▶ EXCERPTED TEXT:

· · · · ·

2022 Tyrone SFC

Tournament details
- County: Tyrone
- Province: Ulster
- Level: Senior
- Year: 2022
- Sponsor: LCC Group
- Date: 22 September - 30 October 2022
- Teams: 16
- Defending champions: Dromore

Winners
- Champions: Errigal Ciarán (8th win)
- Manager: Mark Harte
- Captain: Tommy Canavan
- Qualify for: 2022 Ulster Club SFC

Runners-up
- Runners-up: Carrickmore
- Manager: Noel Hurson Ryan Daly
- Captain: Rory Donnelly

Promotion/Relegation
- Relegated team(s): Moy (Play-off loser) Clonoe(Play-off loser) Derrylaughan (16th in SFL)

= 2022 Tyrone Senior Football Championship =

Gaelic football tournament

The 2022 Tyrone Senior Football Championship is the 117th edition of Tyrone GAA's premier Gaelic football tournament for senior clubs in County Tyrone, Northern Ireland. The championship consisted of 16 teams and had a straight knock-out format. The winners, Errigal Ciaran, received the O'Neill Cup after their victory over Carrickmore and represent Tyrone in the Ulster Senior Club Football Championship for 2022.

· · · · ·

▶ EXCERPTED RECORDS:
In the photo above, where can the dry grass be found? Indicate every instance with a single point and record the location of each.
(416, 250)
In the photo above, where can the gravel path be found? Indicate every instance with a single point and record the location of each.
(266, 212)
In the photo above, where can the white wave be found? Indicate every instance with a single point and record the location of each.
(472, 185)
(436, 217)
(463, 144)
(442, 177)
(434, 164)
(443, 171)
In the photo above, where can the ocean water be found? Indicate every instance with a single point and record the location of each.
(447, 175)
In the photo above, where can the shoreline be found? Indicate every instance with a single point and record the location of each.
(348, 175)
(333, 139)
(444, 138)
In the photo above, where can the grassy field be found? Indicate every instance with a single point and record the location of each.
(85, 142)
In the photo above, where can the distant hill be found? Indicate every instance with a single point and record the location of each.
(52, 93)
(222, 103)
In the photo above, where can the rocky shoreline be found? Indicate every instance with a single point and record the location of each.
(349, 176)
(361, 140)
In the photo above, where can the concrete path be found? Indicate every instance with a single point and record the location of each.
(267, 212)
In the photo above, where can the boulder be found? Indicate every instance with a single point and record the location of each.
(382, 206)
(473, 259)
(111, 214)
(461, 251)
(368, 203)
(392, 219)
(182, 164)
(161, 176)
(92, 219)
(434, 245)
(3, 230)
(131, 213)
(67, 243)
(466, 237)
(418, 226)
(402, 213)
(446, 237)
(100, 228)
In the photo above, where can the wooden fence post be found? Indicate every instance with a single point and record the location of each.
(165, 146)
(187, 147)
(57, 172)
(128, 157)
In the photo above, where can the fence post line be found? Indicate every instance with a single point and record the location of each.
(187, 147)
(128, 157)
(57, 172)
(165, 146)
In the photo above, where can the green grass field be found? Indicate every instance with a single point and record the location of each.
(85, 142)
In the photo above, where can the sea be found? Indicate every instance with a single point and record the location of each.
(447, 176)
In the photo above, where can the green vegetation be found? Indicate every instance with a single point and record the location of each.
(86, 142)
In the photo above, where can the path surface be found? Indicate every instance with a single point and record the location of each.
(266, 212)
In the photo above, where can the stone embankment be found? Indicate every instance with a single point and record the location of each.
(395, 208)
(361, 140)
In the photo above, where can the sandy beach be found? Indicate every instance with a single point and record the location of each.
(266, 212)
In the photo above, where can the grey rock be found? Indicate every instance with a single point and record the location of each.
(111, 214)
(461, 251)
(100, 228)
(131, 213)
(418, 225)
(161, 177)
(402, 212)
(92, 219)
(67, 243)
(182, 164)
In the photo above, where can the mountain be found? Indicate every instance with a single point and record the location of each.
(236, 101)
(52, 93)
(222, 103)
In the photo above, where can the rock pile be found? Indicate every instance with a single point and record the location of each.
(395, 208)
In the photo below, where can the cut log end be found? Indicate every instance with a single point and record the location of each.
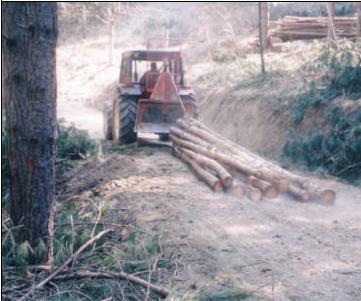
(327, 197)
(282, 185)
(217, 186)
(254, 194)
(238, 191)
(299, 193)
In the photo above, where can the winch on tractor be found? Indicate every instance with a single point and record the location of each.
(152, 102)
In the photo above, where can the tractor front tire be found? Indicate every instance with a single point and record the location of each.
(124, 115)
(108, 120)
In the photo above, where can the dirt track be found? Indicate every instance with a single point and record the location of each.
(280, 249)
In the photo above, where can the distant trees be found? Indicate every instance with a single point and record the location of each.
(359, 19)
(30, 32)
(108, 15)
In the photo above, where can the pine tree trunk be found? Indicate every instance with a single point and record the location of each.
(42, 117)
(15, 98)
(111, 42)
(331, 24)
(264, 16)
(261, 38)
(358, 26)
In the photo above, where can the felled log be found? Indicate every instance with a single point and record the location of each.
(213, 182)
(293, 28)
(229, 160)
(267, 170)
(181, 134)
(298, 193)
(269, 189)
(253, 193)
(266, 175)
(223, 174)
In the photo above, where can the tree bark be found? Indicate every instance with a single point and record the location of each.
(262, 41)
(358, 26)
(264, 20)
(111, 41)
(15, 97)
(331, 24)
(42, 116)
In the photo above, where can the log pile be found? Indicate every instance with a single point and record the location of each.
(225, 165)
(306, 28)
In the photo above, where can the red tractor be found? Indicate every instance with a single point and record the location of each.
(152, 102)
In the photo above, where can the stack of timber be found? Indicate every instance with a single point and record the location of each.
(225, 165)
(306, 28)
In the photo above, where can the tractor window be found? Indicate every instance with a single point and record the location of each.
(126, 70)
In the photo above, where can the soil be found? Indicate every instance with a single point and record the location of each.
(278, 249)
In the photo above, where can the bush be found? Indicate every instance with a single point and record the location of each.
(73, 143)
(338, 151)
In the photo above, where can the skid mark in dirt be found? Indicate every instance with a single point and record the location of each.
(279, 249)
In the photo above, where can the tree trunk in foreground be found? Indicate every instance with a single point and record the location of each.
(358, 26)
(15, 97)
(261, 38)
(264, 20)
(331, 24)
(42, 125)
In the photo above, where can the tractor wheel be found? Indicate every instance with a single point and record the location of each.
(108, 120)
(163, 137)
(191, 99)
(124, 115)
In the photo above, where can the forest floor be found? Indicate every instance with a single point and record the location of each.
(275, 249)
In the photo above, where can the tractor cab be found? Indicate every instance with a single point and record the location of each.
(151, 95)
(143, 67)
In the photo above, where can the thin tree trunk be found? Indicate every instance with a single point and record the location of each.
(264, 24)
(15, 97)
(263, 69)
(111, 41)
(358, 27)
(331, 25)
(42, 116)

· · · · ·

▶ AIM OF THE TASK: Copy the part of the 2022 Tyrone championship text from "- Manager: Mark" to "(16th in SFL)", word for word.

▶ WRITTEN SOLUTION:
- Manager: Mark Harte
- Captain: Tommy Canavan
- Qualify for: 2022 Ulster Club SFC

Runners-up
- Runners-up: Carrickmore
- Manager: Noel Hurson Ryan Daly
- Captain: Rory Donnelly

Promotion/Relegation
- Relegated team(s): Moy (Play-off loser) Clonoe(Play-off loser) Derrylaughan (16th in SFL)